* Source *
# 726 te engine cover help



## Chevy88 (May 27, 2021)

Hey everyone! New to the forums and have a question/problem of sorts. I recently stumbled into one of these. Bought 2 blowers for a more than fair chunk, the one I could tell was a beast, but didn’t know the extent until I got home and researched some. The Toro, I was able to get to fire but quickly dies. Guessing it’s carb related and shouldn’t be that terrible to fix. What I didn’t realize was, almost all the different bolts and screws that hold the 3 part panel system on the engine are missing. Anyone have a decent solution for that? Even going onto like jackssmallengine and ordering individually, I’m sure I’m going to miss some and that’s expensive ordering per bolt. Other than that, this thing actually seems to be in real great shape. Can’t decide if I’m going to get them both going and sell one keep the beast. I live in VA so snow isn‘t really an issue here, but I just like this machine.

Thanks in advance for all your help.


----------



## Yanmar Ronin (Jan 31, 2015)

Don't think we've met yet, welcome to SBF.

Why not just use... bolts and screws? Nothing particularly special about the OEM ones, just find some that work, either from your stash or local hardware. Dress it up with stainless... whatever suits your fancy.


----------



## Chevy88 (May 27, 2021)

Ok. So my next question, does anyone know the size or thread? I haven’t even looked that hard at it yet. I’m not even sure how many there are. I know it seems like a lot. 3 different panels. It’s worth noting that I do have just a little experience playing with lawn mowers, mostly push mowers. But I am as green as it gets when it comes to snow blowers.


----------



## Yanmar Ronin (Jan 31, 2015)

Shooting in the dark but I'd guess a 10mm wrench size, which says M6. If they're metric... got a jar of spares around you can play with?


----------



## Chevy88 (May 27, 2021)

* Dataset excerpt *
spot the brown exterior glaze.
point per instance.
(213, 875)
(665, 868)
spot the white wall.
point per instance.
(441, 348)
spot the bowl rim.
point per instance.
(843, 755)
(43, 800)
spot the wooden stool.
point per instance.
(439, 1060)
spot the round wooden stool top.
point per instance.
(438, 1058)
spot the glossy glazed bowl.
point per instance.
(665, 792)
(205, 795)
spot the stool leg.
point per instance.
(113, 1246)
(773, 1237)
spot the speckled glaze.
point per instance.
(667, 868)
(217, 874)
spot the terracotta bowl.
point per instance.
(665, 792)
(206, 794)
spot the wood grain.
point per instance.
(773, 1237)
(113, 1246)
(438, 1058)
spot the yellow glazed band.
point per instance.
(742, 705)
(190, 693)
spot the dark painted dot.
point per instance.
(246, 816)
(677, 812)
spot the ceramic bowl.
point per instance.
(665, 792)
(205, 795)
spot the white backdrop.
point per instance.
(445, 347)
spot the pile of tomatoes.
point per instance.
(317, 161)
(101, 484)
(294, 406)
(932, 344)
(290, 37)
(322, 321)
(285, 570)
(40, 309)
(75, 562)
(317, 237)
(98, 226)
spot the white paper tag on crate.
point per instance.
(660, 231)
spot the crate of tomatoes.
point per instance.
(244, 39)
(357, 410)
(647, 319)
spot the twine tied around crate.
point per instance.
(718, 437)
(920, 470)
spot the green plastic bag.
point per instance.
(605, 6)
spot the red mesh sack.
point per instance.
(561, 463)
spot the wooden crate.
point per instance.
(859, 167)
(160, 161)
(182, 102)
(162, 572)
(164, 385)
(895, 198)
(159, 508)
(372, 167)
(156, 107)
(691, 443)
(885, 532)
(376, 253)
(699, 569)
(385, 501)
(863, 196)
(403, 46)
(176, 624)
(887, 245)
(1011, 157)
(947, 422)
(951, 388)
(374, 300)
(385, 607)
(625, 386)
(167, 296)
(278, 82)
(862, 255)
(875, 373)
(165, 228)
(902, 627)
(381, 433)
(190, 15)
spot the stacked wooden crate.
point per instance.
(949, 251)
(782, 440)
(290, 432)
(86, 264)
---
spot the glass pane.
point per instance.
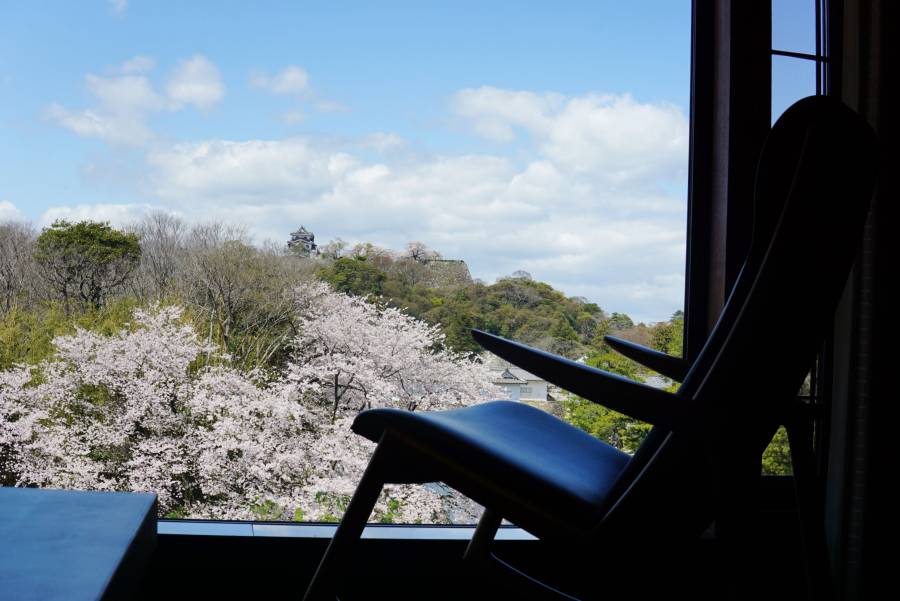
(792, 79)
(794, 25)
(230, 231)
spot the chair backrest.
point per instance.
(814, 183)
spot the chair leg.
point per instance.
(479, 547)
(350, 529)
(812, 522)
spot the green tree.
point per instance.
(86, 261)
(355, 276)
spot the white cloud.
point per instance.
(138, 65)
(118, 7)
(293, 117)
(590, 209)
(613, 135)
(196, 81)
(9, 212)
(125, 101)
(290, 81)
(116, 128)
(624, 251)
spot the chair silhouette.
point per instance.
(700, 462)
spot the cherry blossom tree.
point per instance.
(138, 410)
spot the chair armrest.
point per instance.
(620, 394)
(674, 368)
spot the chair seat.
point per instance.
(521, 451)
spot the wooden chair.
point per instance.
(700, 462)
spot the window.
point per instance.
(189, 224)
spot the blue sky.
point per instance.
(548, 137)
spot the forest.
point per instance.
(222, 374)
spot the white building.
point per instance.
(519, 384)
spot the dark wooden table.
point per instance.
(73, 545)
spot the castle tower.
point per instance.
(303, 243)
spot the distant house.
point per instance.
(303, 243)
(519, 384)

* Your instructions *
Write the next part of the forum thread about the missing 726 TE engine cover bolts, picking up after its final line.

* Answer to the exercise *
I do not. There have been multiple time I wish I did, or better yet enough room I could could have a small collection of machines for donor parts, but I do not. I might be able to look into it closer and find that information online. Some places just say screw in parts description. Some places actually say 8-32 1/2”.


----------



## Oneacer (Jan 3, 2011)

I have stripped all the nuts, bolts and screws of everything I discard and have bolt bins. I actually could stop now ....☺😊

If I have to go out for a nut or bolt, I always get as few extra, and add it to my drawer. rarely do I ever have to run for a nut, bolt or screw.

Next time your at a tag sale, they always usually have tins of nuts and bolts that they just about give them away.


----------



## Yanmar Ronin (Jan 31, 2015)

Aye... save everything, they can toss it when you croak. In the meantime it comes in very useful. 

OP if you can snap a pic or two maybe we can offer some better clues.


----------



## Chevy88 (May 27, 2021)

Spent a little time on the garage this morning taking the carburetor off cleaned it all as good as I could. Re-attached the fuel lines. Squirted just a touch of starter fluid down the barrel and she fired right up. Smoked quite a bit at first then mellowed out some. The auger works. The drive works. Let it run for about 5 minutes. Shut it off. Started it and let run another few minutes. Is it normal the it turns the right side of the bucket black with oil while running? And just nature of being 2 stroke it’s always going to smoke some when running? This pic is after I wiped it clean after I shot it down the first time.


----------



## Oneacer (Jan 3, 2011)

That machine should not spew oil nor should it smoke while running.


----------



## Chevy88 (May 27, 2021)

So is there something that needs adjusting? I assumed being a 2 stroke there was some minor smoke to be had, but it did seem excessive to me. I also considered it may have been quite a while since it was last run and maybe just need to burn some gas to even out and clean itself out. I didn’t see any kind of adjustment on the carb itself. The videos I’ve found of this machine show it running cleaner than mine did today.


----------



## Oneacer (Jan 3, 2011)

2 stroke? .... I see that machine as a normal 2 stage snow blower.


----------



## Oneacer (Jan 3, 2011)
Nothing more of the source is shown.